■ Short exercise A ■
In one to three sentences, explain why the review calls Bruce Liu's Aug. 13 appearance in the Maison symphonique a special case.
■ Short exercise B ■
According to the review, what did Liu play as his encore?

■ Excerpt to read ■

Concerts generally last about an hour and are priced to sell. Free events and demonstrations by luthiers and other instrument builders help to create a festive atmosphere in the concourse of the Place des Arts complex. While some emphasis is placed on performers from the orchestra itself, there are plenty of extramural headliners. Last weekend, the guests included soprano Jeanine De Bique, violinist James Ehnes, and pianist Sergio Tiempo in programs led by OSM music director Rafael Payare.

A special case was Bruce Liu, the 25-year-old Paris-born Montrealer who last October won gold in the 18th International Chopin Piano Competition in Warsaw. His appearance Aug. 13 in the Maison symphonique was the first with the OSM since that victory — indeed the first under the aegis of the orchestra since 2013, the year after he won (as Xiaoyu Liu) the OSM Standard Life Competition, since renamed the OSM Competition.

Not surprisingly, Liu faced a packed house and received a hero’s welcome. One supposes any competent performance of Rachmaninoff’s Rhapsody on a Theme of Paganini would have been gratefully applauded. As it happened, Liu gave a splendid one, brilliant in filigree, sonorous in the solemn iterations of the Dies irae theme, and suitably contoured where Rachmaninoff gives the orchestra more to say than the soloist.

A bow for Bruce Liu.

The famous 18th variation was a marvel of tender tone and well-judged interplay of bass, treble, and in-between. Familiar as this moonlit music is, it sounded fresh. We did not need to watch the pianist to know that he felt deeply about what he was doing. All the same, Liu’s natural facial expressions offered a subtle enhancement. He really is the complete performer. Chopin’s Etude Op. 10, No. 5 (“Black Keys”), was the scintillating encore.

■ Extracted entries ■

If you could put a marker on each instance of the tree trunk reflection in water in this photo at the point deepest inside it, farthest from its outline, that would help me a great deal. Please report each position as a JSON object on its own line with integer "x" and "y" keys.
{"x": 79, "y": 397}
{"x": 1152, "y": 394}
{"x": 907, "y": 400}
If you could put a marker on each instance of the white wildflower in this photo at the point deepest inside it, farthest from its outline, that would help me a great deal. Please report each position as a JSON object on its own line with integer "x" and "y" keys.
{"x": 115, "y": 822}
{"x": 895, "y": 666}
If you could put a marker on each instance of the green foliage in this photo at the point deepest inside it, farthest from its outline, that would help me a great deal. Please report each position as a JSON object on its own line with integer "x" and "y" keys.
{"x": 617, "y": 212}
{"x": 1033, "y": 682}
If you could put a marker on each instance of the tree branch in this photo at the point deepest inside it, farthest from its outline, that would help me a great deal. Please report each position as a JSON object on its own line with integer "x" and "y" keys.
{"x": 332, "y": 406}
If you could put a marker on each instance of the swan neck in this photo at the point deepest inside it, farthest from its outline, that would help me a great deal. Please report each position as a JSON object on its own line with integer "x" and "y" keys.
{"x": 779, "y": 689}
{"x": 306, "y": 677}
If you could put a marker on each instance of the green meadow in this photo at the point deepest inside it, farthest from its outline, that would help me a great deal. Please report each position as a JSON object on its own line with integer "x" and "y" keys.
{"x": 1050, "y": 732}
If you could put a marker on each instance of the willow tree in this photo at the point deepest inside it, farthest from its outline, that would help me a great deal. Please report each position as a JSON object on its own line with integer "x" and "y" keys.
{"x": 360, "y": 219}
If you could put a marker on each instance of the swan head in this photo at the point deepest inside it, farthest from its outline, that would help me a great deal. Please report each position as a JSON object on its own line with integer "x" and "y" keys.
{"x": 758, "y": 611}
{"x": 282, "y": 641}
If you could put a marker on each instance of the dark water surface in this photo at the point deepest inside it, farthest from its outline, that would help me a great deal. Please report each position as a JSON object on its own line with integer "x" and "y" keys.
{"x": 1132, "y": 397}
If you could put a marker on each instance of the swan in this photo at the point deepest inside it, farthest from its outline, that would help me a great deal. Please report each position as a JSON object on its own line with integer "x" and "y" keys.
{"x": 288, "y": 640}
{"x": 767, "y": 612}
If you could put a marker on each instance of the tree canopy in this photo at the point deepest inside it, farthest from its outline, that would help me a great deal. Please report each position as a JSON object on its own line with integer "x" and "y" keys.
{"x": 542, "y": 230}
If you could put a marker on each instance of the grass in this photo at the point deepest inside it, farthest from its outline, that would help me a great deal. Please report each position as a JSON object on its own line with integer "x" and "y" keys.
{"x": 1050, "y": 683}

■ Reply A ■
It was his first appearance with the OSM since he won gold at the 18th International Chopin Piano Competition in Warsaw the previous October. It was also his first appearance under the orchestra's aegis since 2013, the year after he won the OSM Standard Life Competition as Xiaoyu Liu.

■ Reply B ■
Chopin's Etude Op. 10, No. 5 ("Black Keys").